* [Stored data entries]
============================================================
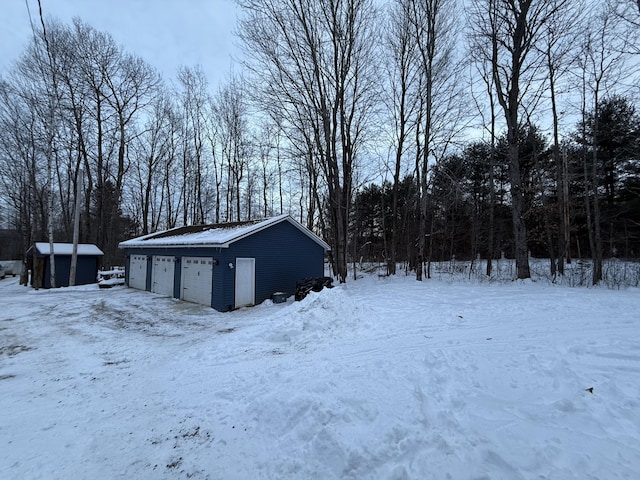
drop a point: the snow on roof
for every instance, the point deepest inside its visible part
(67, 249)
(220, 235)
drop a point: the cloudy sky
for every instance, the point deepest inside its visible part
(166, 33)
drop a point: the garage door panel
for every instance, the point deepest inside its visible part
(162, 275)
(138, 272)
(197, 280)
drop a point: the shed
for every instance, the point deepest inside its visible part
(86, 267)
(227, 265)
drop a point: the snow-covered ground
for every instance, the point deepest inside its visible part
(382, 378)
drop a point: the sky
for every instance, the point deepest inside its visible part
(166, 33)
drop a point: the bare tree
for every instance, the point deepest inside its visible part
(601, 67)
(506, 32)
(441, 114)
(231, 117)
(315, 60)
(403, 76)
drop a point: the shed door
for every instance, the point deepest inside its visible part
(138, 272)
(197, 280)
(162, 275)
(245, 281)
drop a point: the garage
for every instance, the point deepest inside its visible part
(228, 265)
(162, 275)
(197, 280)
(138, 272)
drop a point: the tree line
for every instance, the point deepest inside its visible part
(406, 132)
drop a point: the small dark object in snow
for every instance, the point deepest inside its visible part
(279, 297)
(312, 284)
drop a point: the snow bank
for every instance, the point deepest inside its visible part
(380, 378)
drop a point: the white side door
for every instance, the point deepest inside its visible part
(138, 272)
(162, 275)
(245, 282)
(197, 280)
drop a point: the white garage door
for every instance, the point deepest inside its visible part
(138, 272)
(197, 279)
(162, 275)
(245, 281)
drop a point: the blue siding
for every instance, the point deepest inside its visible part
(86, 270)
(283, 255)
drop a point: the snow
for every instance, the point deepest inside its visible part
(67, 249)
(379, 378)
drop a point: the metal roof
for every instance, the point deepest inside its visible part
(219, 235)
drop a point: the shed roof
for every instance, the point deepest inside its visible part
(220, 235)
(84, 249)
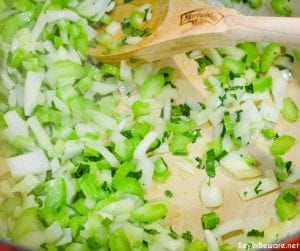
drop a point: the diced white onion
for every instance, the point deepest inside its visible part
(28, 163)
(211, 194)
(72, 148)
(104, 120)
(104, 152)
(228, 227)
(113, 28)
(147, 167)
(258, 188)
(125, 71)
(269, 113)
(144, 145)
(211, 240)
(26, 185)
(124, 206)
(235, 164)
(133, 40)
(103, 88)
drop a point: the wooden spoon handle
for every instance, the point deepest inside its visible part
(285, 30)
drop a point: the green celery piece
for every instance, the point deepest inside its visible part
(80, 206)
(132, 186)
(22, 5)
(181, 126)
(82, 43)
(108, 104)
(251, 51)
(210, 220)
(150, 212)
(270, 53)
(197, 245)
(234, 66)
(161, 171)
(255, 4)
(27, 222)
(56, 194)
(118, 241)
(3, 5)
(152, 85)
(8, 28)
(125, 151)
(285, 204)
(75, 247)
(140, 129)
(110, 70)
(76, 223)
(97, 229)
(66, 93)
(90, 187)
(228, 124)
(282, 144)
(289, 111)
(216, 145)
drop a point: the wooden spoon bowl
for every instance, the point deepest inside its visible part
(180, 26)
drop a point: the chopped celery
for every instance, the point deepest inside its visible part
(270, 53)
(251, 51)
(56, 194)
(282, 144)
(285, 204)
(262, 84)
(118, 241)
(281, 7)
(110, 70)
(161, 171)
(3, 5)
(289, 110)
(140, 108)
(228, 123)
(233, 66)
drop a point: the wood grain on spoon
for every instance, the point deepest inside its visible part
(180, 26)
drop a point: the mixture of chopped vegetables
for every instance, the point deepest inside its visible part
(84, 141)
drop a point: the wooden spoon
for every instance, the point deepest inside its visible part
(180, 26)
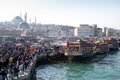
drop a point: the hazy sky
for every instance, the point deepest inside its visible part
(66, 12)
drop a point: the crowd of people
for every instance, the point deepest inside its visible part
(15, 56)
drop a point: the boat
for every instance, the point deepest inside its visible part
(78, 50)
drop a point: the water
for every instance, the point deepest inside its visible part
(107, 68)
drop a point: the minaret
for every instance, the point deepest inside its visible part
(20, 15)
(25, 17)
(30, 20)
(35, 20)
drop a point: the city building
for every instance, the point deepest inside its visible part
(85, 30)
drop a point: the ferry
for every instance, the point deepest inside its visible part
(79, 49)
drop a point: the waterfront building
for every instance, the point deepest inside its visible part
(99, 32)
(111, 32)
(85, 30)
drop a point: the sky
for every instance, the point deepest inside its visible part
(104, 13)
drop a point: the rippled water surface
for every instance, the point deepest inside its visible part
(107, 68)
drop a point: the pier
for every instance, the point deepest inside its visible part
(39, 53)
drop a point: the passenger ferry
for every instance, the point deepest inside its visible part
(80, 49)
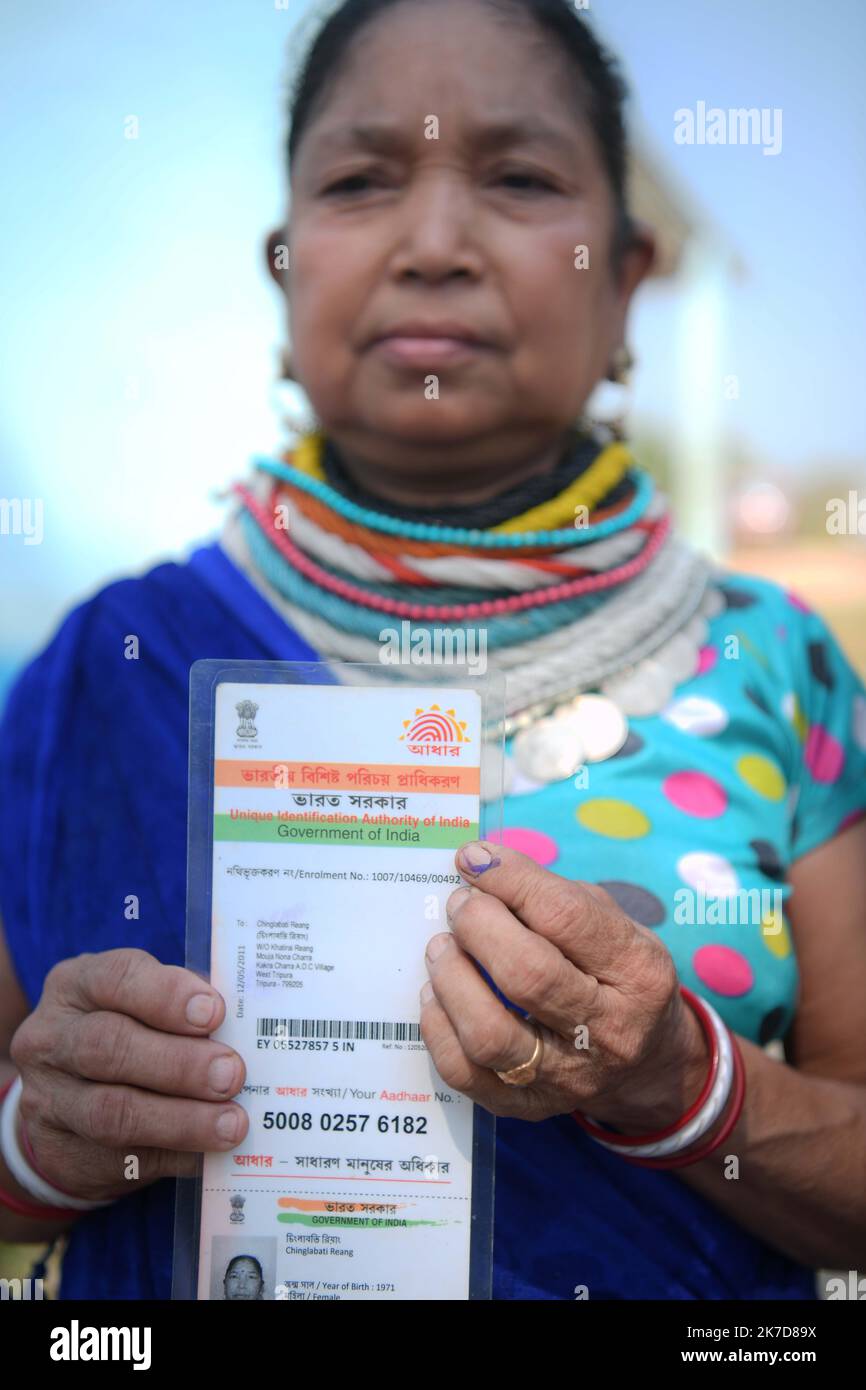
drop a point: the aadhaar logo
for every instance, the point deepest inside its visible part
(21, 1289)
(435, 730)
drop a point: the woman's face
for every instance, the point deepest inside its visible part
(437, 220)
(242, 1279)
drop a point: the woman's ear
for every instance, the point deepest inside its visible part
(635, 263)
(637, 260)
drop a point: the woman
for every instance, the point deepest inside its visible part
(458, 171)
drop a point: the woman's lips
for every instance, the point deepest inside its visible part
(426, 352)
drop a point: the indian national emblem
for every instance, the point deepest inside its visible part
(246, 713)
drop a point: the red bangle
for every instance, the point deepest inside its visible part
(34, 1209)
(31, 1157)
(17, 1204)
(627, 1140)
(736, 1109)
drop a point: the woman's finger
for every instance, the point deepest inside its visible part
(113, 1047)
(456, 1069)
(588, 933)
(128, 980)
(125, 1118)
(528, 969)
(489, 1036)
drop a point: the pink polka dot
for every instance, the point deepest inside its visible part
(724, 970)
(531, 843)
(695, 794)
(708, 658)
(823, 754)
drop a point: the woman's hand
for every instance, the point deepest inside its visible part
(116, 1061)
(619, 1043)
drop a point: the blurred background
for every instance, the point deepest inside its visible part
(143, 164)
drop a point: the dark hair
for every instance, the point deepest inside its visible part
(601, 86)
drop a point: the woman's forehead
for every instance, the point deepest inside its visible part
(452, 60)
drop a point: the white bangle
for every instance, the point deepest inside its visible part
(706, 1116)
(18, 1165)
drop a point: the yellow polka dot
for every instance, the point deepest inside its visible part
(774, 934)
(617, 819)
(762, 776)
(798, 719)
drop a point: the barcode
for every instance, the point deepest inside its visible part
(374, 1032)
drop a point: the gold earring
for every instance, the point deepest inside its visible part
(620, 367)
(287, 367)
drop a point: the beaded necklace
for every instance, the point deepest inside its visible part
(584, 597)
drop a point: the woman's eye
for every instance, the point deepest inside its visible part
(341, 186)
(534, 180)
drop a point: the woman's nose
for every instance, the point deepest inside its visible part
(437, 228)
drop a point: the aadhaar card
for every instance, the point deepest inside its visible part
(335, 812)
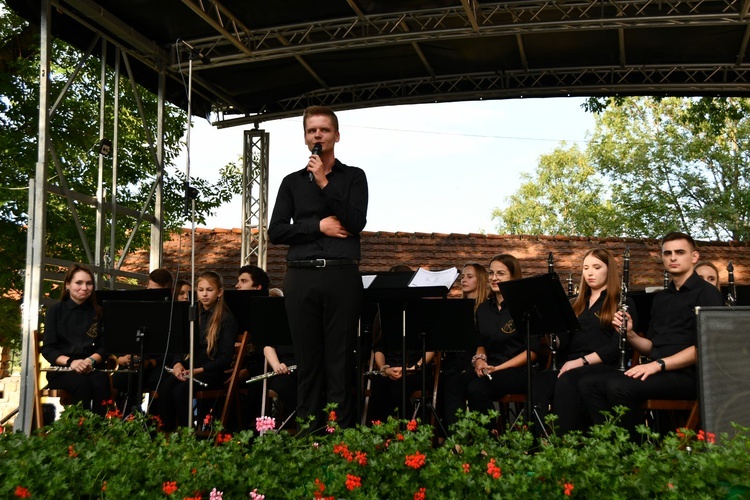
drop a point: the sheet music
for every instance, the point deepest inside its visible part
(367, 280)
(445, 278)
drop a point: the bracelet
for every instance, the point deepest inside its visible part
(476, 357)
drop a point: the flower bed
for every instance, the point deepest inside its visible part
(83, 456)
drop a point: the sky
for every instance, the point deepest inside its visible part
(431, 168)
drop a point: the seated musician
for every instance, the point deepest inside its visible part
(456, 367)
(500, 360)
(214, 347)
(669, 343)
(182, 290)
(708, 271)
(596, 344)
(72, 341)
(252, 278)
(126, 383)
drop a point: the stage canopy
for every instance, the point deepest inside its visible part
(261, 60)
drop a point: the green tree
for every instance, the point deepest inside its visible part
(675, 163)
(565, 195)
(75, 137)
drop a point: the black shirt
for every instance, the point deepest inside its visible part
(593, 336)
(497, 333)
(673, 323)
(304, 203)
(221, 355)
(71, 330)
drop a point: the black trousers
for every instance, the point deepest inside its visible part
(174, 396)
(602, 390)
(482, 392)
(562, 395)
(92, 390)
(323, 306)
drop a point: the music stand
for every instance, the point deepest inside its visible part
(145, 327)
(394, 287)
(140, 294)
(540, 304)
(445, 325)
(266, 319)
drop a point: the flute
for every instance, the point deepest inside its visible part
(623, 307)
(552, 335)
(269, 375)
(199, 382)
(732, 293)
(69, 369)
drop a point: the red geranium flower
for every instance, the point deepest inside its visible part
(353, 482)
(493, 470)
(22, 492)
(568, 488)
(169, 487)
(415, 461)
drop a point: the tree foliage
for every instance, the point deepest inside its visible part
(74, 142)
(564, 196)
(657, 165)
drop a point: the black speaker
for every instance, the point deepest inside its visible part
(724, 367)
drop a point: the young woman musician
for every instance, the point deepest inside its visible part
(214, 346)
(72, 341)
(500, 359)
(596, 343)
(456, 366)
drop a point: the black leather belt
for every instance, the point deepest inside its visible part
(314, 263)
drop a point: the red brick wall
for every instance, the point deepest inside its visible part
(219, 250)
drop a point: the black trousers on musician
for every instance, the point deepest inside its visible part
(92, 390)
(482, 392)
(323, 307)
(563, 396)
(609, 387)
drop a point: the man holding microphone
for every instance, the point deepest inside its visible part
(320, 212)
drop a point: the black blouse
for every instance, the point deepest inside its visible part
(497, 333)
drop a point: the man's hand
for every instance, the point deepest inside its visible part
============================================================
* [INSTRUCTIONS FOR THE TASK]
Take each line above that holds the string "bangle" and copy it.

* [EXERCISE RESULT]
drop a point: the red bangle
drop a point: the white bangle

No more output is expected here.